## Start

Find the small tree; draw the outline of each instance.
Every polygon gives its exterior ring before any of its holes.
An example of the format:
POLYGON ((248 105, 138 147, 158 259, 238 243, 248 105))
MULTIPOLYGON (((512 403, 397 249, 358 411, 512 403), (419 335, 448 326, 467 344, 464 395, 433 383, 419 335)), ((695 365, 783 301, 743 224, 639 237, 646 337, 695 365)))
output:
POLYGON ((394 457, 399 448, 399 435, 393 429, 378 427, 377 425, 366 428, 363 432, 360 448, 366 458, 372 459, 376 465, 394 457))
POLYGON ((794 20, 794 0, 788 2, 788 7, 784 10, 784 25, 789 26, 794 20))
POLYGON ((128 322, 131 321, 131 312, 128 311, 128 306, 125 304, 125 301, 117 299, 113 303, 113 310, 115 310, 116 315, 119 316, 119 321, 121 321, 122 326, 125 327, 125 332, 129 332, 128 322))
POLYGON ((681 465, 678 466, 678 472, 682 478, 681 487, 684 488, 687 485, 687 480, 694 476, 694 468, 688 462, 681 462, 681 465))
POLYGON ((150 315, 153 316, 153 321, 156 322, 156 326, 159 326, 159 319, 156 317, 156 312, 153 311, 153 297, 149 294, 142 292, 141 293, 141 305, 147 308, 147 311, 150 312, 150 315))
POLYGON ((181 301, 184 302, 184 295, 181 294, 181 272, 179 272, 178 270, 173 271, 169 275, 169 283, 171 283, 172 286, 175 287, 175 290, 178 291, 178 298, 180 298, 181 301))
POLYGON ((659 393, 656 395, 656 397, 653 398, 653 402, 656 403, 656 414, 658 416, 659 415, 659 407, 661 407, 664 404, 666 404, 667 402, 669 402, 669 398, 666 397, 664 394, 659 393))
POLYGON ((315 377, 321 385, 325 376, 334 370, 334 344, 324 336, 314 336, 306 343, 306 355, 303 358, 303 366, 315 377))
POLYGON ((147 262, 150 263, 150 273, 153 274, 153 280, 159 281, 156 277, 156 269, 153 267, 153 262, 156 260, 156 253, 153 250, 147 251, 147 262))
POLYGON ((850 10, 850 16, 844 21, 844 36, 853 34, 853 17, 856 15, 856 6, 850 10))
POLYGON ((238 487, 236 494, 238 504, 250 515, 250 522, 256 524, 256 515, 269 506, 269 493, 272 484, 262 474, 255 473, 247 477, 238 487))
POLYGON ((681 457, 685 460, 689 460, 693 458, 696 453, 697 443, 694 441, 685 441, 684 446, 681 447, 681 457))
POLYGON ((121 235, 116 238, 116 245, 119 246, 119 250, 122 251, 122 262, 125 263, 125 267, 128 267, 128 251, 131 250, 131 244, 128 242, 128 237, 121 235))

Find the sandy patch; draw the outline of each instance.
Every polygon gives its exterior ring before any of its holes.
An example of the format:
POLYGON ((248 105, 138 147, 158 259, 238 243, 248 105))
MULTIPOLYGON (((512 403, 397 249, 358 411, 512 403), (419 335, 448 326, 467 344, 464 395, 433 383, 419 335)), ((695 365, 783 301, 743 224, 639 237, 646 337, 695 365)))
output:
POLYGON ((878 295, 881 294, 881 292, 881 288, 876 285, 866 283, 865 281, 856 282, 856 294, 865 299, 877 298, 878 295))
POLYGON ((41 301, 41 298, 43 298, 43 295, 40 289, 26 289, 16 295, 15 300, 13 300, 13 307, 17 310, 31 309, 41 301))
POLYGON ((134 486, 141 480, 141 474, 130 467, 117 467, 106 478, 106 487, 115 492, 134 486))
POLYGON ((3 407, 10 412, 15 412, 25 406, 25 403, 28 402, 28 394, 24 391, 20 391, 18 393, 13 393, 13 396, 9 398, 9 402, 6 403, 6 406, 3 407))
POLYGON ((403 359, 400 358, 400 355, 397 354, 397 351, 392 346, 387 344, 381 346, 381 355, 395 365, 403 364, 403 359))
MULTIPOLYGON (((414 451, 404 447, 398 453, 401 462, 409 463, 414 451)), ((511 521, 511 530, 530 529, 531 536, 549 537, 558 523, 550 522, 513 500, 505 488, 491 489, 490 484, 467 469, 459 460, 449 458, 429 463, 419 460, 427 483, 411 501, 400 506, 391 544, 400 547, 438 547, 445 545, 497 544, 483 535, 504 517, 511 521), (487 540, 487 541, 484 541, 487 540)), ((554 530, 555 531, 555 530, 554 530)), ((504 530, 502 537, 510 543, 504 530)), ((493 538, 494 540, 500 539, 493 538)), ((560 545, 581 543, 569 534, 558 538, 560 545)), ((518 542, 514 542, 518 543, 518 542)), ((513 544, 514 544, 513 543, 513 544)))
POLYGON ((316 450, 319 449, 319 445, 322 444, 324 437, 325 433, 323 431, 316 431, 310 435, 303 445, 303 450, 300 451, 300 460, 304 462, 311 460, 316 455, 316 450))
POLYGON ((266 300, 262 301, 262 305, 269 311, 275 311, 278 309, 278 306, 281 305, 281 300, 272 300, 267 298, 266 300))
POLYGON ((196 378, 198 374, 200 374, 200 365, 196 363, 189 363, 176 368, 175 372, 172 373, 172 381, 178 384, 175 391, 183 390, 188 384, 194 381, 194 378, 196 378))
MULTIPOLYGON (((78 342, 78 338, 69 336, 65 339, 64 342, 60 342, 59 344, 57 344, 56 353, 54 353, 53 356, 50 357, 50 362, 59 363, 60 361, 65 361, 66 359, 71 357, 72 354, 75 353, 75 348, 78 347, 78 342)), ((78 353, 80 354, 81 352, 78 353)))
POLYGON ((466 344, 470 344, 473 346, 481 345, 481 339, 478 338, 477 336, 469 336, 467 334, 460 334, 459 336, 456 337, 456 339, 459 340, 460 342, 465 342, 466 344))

## End

#### What you need to do
Reproduce the records above, starting with their first line and going on through the line that contains "POLYGON ((150 315, 153", with both of those lines included.

#### Worked solution
Find the small tree; draw the outline of each instance.
Every polygon gives its exterior ring before any of its holes.
An example of the format:
POLYGON ((248 105, 138 147, 158 259, 238 243, 248 105))
MULTIPOLYGON (((512 403, 397 249, 358 411, 512 403), (419 335, 448 326, 467 344, 464 395, 433 383, 419 335)), ((695 365, 783 301, 743 224, 639 237, 646 337, 695 365)))
output:
POLYGON ((394 457, 399 448, 399 435, 393 429, 378 427, 377 425, 366 428, 363 432, 360 448, 366 458, 372 459, 376 465, 394 457))
POLYGON ((794 20, 794 0, 788 2, 788 7, 784 10, 784 25, 789 26, 794 20))
POLYGON ((128 322, 131 321, 131 312, 128 311, 128 306, 125 304, 125 301, 117 299, 113 303, 113 310, 115 310, 116 315, 119 316, 119 321, 121 321, 122 326, 125 327, 125 332, 129 332, 128 322))
POLYGON ((681 465, 678 466, 678 472, 682 478, 681 487, 684 488, 687 485, 687 480, 694 476, 694 468, 688 462, 681 462, 681 465))
POLYGON ((150 315, 153 316, 153 321, 156 322, 156 326, 159 326, 159 319, 156 317, 156 312, 153 311, 153 297, 149 294, 142 292, 141 293, 141 305, 147 308, 147 311, 150 312, 150 315))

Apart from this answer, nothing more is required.